[START OF DATA IN THIS EXERCISE]

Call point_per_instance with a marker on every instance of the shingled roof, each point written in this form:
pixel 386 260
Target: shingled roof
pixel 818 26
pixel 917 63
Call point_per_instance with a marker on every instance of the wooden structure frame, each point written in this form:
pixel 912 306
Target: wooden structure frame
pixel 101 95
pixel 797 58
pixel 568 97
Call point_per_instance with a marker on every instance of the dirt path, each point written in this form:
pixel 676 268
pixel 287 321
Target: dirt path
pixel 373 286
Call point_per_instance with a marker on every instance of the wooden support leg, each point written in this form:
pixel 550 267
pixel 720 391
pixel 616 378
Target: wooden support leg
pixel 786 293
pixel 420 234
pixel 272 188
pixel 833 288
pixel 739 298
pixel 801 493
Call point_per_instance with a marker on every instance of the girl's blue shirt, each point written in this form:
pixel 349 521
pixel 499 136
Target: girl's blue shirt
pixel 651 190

[END OF DATA IN THIS EXERCISE]

§ **TASK INSTRUCTIONS**
Copy all of the entries above line for line, reproducing every character without change.

§ **FULL RESPONSE**
Call point_per_instance with a marker on every instance of the shingled roof, each point written in this form:
pixel 386 260
Target: shingled roof
pixel 818 26
pixel 917 63
Call point_per_instance with a marker on every instance of the wooden structure frame, each point written in this form:
pixel 912 306
Target: wooden structure frame
pixel 101 95
pixel 797 58
pixel 568 97
Call point_per_instance with a marker on every instance of the dirt path, each point written in this form:
pixel 676 268
pixel 287 321
Target: dirt path
pixel 373 286
Call point_per_instance with a marker on every instance of the wooden support leg, each point written in this form:
pixel 550 267
pixel 720 391
pixel 616 378
Target: wooden support leg
pixel 786 293
pixel 420 234
pixel 272 188
pixel 833 288
pixel 739 298
pixel 801 493
Call point_per_instance with a marker on every instance of the girl's blue shirt, each point written in this form:
pixel 349 521
pixel 499 136
Target: girl's blue shirt
pixel 651 190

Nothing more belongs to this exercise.